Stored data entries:
■ ■ ■ ■ ■ ■ ■

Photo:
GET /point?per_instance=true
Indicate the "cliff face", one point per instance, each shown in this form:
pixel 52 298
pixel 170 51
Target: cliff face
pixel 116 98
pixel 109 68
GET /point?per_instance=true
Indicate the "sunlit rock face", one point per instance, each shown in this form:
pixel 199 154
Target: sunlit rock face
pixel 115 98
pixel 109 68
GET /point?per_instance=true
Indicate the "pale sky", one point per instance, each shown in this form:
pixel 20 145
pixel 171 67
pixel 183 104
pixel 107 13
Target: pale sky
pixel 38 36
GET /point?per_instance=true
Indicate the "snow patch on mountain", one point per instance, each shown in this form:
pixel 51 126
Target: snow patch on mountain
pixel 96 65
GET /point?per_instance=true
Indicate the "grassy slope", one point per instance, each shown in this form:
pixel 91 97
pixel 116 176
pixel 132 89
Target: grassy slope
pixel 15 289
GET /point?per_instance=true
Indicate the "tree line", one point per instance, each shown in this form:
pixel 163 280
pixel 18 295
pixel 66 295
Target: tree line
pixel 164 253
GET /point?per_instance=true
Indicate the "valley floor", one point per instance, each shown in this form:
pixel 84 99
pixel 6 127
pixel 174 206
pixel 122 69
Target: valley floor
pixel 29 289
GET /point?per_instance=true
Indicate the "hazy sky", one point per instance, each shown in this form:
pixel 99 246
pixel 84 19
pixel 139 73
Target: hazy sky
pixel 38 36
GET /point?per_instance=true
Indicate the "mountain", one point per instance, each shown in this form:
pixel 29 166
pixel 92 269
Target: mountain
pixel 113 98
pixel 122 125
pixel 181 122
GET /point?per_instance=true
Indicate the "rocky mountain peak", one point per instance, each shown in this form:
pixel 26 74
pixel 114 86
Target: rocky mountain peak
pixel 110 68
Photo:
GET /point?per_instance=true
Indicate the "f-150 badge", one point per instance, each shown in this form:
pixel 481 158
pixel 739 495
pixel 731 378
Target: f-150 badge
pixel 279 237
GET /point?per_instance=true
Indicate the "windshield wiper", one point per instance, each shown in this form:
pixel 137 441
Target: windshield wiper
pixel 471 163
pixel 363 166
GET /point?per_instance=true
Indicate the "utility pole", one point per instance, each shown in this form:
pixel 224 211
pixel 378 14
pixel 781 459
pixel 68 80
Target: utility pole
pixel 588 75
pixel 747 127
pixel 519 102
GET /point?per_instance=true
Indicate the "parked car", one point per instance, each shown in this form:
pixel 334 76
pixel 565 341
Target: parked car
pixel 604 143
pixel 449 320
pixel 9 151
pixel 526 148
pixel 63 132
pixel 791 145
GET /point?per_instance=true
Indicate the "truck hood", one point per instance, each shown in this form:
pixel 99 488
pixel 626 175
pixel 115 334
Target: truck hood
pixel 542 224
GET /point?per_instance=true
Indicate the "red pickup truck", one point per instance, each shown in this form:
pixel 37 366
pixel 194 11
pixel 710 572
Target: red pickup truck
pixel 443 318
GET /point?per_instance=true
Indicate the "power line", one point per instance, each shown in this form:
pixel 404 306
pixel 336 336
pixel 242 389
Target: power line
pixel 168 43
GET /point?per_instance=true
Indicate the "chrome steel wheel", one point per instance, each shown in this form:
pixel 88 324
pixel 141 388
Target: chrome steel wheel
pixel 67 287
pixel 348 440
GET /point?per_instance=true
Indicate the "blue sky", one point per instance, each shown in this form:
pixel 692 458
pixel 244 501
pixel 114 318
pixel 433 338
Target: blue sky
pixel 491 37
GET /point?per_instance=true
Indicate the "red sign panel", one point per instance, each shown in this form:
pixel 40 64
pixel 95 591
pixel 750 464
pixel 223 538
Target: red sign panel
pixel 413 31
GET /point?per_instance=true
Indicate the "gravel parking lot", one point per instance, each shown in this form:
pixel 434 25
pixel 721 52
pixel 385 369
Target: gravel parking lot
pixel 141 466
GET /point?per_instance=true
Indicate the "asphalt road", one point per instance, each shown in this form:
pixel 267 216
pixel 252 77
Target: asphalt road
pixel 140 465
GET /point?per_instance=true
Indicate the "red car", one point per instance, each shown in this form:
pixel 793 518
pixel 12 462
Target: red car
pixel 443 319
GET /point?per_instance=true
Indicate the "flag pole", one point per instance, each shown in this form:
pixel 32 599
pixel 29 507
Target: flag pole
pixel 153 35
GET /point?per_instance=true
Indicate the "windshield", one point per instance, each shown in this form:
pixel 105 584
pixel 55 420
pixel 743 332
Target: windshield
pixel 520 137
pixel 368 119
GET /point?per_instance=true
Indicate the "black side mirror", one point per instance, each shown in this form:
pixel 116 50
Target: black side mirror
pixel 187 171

■ ■ ■ ■ ■ ■ ■

**ABOUT THIS EXERCISE:** Each entry above has to be duplicated exactly as it stands.

**RESPONSE TO THIS EXERCISE:**
Photo:
GET /point?per_instance=true
Indicate the "cliff face", one point per instance, each shown in this form:
pixel 52 298
pixel 170 51
Target: cliff face
pixel 116 98
pixel 109 68
GET /point?per_instance=true
Indicate the "sunlit rock face", one point per instance, each shown in this form:
pixel 199 154
Target: sunlit rock face
pixel 115 98
pixel 109 68
GET /point?per_instance=true
Indicate the "pale sky", one point per instance, each shown in this form:
pixel 20 145
pixel 171 67
pixel 183 104
pixel 107 13
Target: pale sky
pixel 38 36
GET /point?per_instance=true
Indicate the "snow patch on mountain", one point per instance, each shown in this form:
pixel 51 126
Target: snow patch on mountain
pixel 96 65
GET /point?per_instance=true
Indicate the "grassy slope", one point per instance, each shown in this form:
pixel 91 97
pixel 116 176
pixel 132 89
Target: grassy slope
pixel 15 289
GET /point?per_instance=true
Indicate the "tree line", one point per instance, each shown in this form:
pixel 163 280
pixel 18 295
pixel 66 295
Target: tree line
pixel 164 253
GET /point?per_instance=true
Indicate the "valley floor", one point per instance, each shown in this form:
pixel 84 99
pixel 6 127
pixel 174 206
pixel 122 69
Target: valley floor
pixel 29 289
GET /point?per_instance=true
Indicate the "hazy sky", one point per instance, each shown in this form:
pixel 99 246
pixel 84 19
pixel 139 73
Target: hazy sky
pixel 38 36
GET /point?per_instance=true
Indicate the "mountain", one point per instance, each shown in this form:
pixel 29 166
pixel 92 269
Target: mountain
pixel 113 98
pixel 122 125
pixel 181 122
GET /point?per_instance=true
Indicate the "rocky mountain peak", one point per instance, each shown in this form:
pixel 26 74
pixel 114 86
Target: rocky mountain peak
pixel 110 68
Photo:
GET /point?per_instance=true
Indicate the "f-150 badge", one point per instance, each shown in this form:
pixel 481 158
pixel 739 495
pixel 731 378
Target: f-150 badge
pixel 279 237
GET /point?per_instance=true
Indicate the "windshield wiper", one point per instance, each shown in this form:
pixel 137 441
Target: windshield wiper
pixel 471 163
pixel 363 166
GET /point?per_instance=true
Indicate the "utility pole", one point per instance, each shown in this form:
pixel 224 211
pixel 378 14
pixel 781 459
pixel 68 80
Target: utility pole
pixel 588 75
pixel 747 127
pixel 519 102
GET /point?per_instance=true
Indicate the "parked car", one point per instance, each shown in this form:
pixel 334 76
pixel 565 341
Target: parked car
pixel 604 143
pixel 449 320
pixel 9 151
pixel 526 148
pixel 63 132
pixel 791 145
GET /point?per_instance=true
Indicate the "truck hood", one point per instance, each shown in this form:
pixel 99 488
pixel 626 175
pixel 115 334
Target: truck hood
pixel 542 224
GET /point?per_instance=true
Indicate the "red pickup truck", one point per instance, each shown in this form:
pixel 37 366
pixel 194 11
pixel 710 572
Target: red pickup truck
pixel 443 318
GET /point?per_instance=true
Indicate the "power line", one point per instance, each shown in this form:
pixel 404 306
pixel 336 336
pixel 242 389
Target: power line
pixel 168 43
GET /point?per_instance=true
Indicate the "chrome steel wheel", one point per instance, each shown in this form:
pixel 88 324
pixel 141 388
Target: chrome steel wheel
pixel 67 287
pixel 348 440
GET /point?per_instance=true
Indicate the "blue sky", one point per instance, each shown in this form:
pixel 692 458
pixel 244 501
pixel 114 318
pixel 433 338
Target: blue sky
pixel 491 37
GET /point?per_instance=true
Indicate the "red sign panel", one point per instance, each shown in this form:
pixel 40 64
pixel 95 591
pixel 750 464
pixel 223 538
Target: red sign panel
pixel 413 31
GET /point?per_instance=true
Indicate the "gravel parking lot", one point per instance, each shown in this form:
pixel 434 25
pixel 721 52
pixel 385 369
Target: gravel parking lot
pixel 141 466
GET /point?per_instance=true
Indicate the "asphalt road", one point per instance, each shown in this form:
pixel 267 216
pixel 252 77
Target: asphalt road
pixel 140 465
GET /point?per_instance=true
Indicate the "red car", one point per instance, each shown in this form:
pixel 793 518
pixel 12 462
Target: red car
pixel 443 319
GET /point?per_instance=true
Indicate the "flag pole", one point per instance, each shown in this form:
pixel 32 599
pixel 29 507
Target: flag pole
pixel 153 35
GET /point?per_instance=true
Indicate the "windshield", one point per instance, each shown in this form:
pixel 105 584
pixel 55 420
pixel 743 332
Target: windshield
pixel 520 137
pixel 368 119
GET /point?per_instance=true
Indicate the "black side mirror", one point per instance, each shown in this form:
pixel 116 50
Target: black side mirror
pixel 187 171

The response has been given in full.